[Opening EXCERPTED TEXT section]

You would do it something like this:
struct FastHashChar
c::Char
end
Base.hash(c::FastHashChar, h::UInt) = xor(c.c % UInt, h)
Base.isequal(c1::FastHashChar, c2::FastHashChar) = c1.c == c2.c
Base.Char(c1::FastHashChar) = c1.c
function count_char_single_lookup(s)
res = Dict{FastHashChar, Int}()
for _c in s
c = FastHashChar(_c)
index = Base.ht_keyindex2!(res, c)
if index > 0
@inbounds res.vals[index] += 1
else
@inbounds Base._setindex!(res, 1, c, -index)
end
end
return Dict(Char(c) => n for (c,n) in res)
end
(While it is always a fun exercise to try and optimize the heck out of some little problem like this, 99.9% it is not worth it and you should just use the simplest code like countmap
. It is nice that Julia allows us to go as crazy as we want in optimization, however! Next someone is going to suggest a SIMD implementation…)

[Closing EXCERPTED TEXT section]
[Opening DATA EXCERPTS section]

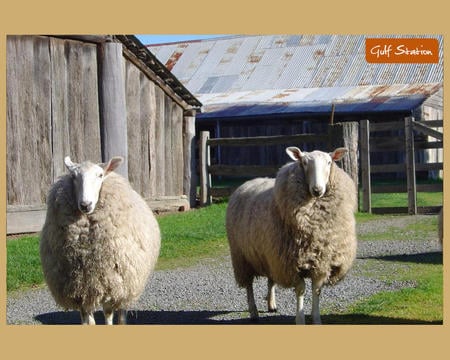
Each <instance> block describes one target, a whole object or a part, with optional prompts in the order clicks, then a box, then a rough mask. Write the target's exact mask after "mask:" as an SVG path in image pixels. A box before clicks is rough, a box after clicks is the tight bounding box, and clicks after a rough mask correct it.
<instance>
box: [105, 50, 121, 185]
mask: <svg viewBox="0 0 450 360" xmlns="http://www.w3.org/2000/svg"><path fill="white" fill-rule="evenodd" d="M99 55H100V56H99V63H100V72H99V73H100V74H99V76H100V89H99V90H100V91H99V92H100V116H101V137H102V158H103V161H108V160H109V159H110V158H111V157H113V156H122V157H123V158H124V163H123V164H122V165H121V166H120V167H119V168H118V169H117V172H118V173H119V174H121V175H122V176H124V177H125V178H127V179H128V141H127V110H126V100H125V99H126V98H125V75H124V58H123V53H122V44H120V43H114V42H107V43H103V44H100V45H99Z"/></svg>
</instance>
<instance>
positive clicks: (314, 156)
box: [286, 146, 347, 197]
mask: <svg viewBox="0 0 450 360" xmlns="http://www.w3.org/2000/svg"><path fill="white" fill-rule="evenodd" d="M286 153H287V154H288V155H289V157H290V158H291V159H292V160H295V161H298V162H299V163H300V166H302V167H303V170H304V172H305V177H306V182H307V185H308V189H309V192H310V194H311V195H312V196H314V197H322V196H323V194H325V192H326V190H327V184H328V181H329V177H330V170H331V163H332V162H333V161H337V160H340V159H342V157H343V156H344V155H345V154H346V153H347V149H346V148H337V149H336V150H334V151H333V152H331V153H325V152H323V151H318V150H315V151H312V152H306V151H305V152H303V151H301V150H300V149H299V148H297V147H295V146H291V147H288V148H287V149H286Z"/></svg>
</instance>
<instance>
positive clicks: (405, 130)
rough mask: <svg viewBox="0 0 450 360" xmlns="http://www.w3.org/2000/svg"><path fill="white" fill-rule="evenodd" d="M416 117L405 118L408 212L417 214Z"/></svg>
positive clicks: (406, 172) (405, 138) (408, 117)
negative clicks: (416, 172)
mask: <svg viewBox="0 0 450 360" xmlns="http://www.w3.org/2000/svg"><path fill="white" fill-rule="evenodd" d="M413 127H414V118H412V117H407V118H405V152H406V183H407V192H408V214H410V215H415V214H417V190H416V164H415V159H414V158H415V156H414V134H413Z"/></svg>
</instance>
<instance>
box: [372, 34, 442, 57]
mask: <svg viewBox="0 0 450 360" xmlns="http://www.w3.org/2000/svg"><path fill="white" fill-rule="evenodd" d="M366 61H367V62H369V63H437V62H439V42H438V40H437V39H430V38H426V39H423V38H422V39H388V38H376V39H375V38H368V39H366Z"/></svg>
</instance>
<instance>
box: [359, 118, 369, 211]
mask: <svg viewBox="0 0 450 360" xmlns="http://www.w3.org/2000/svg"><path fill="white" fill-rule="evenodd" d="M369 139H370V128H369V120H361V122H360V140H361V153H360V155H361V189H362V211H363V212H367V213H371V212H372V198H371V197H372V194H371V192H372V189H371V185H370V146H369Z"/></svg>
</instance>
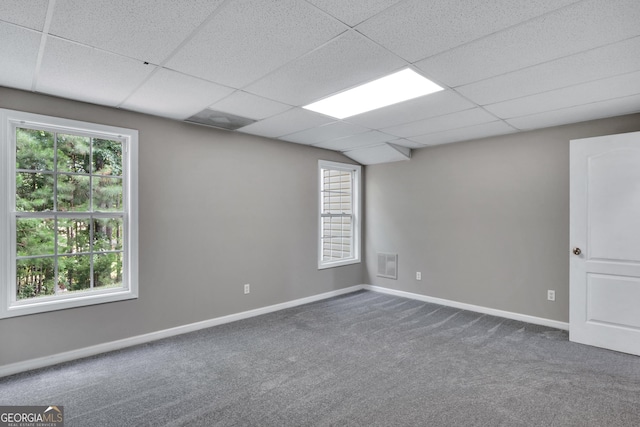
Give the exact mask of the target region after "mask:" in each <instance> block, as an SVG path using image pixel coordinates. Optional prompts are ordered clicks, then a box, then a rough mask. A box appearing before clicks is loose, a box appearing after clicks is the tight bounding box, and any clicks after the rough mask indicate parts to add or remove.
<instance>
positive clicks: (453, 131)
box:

[Closing DATA EXCERPTS section]

INSTRUCTION 1
Repeat everything in the Julia character-counting excerpt from "index = Base.ht_keyindex2!(res, c)" down to "(c,n) in res)".
INSTRUCTION 2
Which simpler function does the Julia character-counting excerpt suggest using instead of heavy optimization?
INSTRUCTION 3
List every Base function that the Julia character-counting excerpt defines a method for on FastHashChar.

TASK OUTPUT 1
index = Base.ht_keyindex2!(res, c)
if index > 0
@inbounds res.vals[index] += 1
else
@inbounds Base._setindex!(res, 1, c, -index)
end
end
return Dict(Char(c) => n for (c,n) in res)

TASK OUTPUT 2
countmap

TASK OUTPUT 3
Base.hash
Base.isequal
Base.Char